[Work required]: Render the records from the line containing "Q: For each instance of the snow-covered" through the last line, inclusive, as a Markdown table with the columns No. and Text. Number each row, put the line in Text, and leave out blank lines.

[Supplied data]:
======

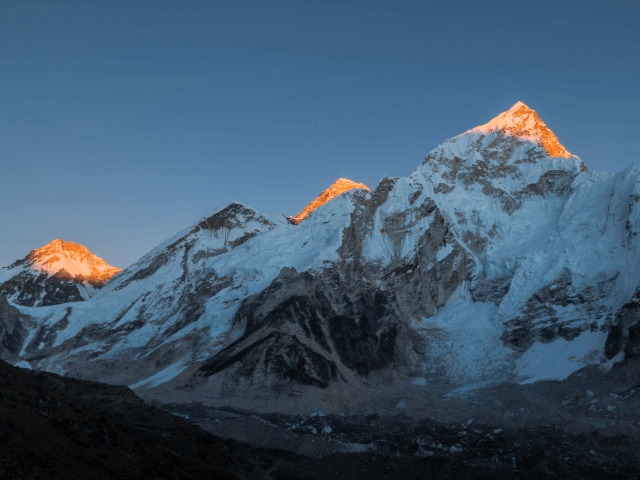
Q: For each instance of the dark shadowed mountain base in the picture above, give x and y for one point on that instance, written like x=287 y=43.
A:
x=60 y=428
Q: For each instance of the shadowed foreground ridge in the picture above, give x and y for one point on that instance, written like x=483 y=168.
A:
x=62 y=428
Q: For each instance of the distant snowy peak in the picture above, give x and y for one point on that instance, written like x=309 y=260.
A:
x=337 y=188
x=523 y=122
x=59 y=272
x=70 y=261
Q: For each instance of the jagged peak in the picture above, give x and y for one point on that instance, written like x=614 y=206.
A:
x=67 y=260
x=523 y=122
x=232 y=216
x=337 y=188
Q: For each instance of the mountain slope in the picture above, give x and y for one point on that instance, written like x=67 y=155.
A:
x=336 y=188
x=501 y=258
x=58 y=272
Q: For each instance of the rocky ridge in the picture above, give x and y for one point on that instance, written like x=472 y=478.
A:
x=484 y=266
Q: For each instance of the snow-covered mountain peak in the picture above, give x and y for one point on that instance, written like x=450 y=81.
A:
x=337 y=188
x=70 y=260
x=523 y=122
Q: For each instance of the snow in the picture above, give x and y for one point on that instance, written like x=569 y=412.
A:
x=560 y=358
x=163 y=376
x=589 y=229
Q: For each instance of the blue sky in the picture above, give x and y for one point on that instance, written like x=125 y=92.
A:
x=123 y=122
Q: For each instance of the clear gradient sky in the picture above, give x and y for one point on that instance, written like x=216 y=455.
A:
x=123 y=122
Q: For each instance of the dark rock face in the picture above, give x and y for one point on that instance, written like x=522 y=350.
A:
x=624 y=335
x=13 y=330
x=314 y=327
x=56 y=427
x=32 y=289
x=540 y=318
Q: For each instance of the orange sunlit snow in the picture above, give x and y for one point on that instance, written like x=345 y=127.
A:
x=337 y=188
x=71 y=261
x=523 y=122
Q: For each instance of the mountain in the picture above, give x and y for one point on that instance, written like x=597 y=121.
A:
x=500 y=260
x=63 y=428
x=337 y=188
x=56 y=273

======

[Result]:
| No. | Text |
|---|---|
| 1 | Q: For each instance of the snow-covered mountain peak in the picture above, give x and y for one point on that instance, written like x=450 y=81. |
| 2 | A: |
| 3 | x=337 y=188 |
| 4 | x=70 y=260 |
| 5 | x=523 y=122 |
| 6 | Q: For each instance of the snow in the picture above, give x and y for one point on that instance, written like x=569 y=412. |
| 7 | A: |
| 8 | x=560 y=358 |
| 9 | x=163 y=376 |
| 10 | x=589 y=229 |
| 11 | Q: For each instance of the blue sky in the picture above, give x and y for one point on that instance, written like x=125 y=92. |
| 12 | A: |
| 13 | x=123 y=122 |
| 14 | Q: For each instance of the clear gradient sky in the picture above, give x and y for one point on that instance, written like x=216 y=455. |
| 15 | A: |
| 16 | x=123 y=122 |
| 17 | Q: For each instance of the dark rock face in the picture above, give x and y for one point on that instance, written like x=522 y=350. |
| 18 | A: |
| 19 | x=624 y=335 |
| 20 | x=13 y=330 |
| 21 | x=314 y=327 |
| 22 | x=56 y=427 |
| 23 | x=32 y=289 |
| 24 | x=540 y=318 |
| 25 | Q: For each instance of the orange sunlit snow in the picture above, give x and y for one point on that instance, written like x=345 y=127. |
| 26 | A: |
| 27 | x=337 y=188 |
| 28 | x=71 y=261 |
| 29 | x=523 y=122 |
| 30 | Q: For each instance of the mountain in the picture above, give x and y for one point on that instance, written like x=597 y=121. |
| 31 | A: |
| 32 | x=500 y=260 |
| 33 | x=63 y=428 |
| 34 | x=337 y=188 |
| 35 | x=56 y=273 |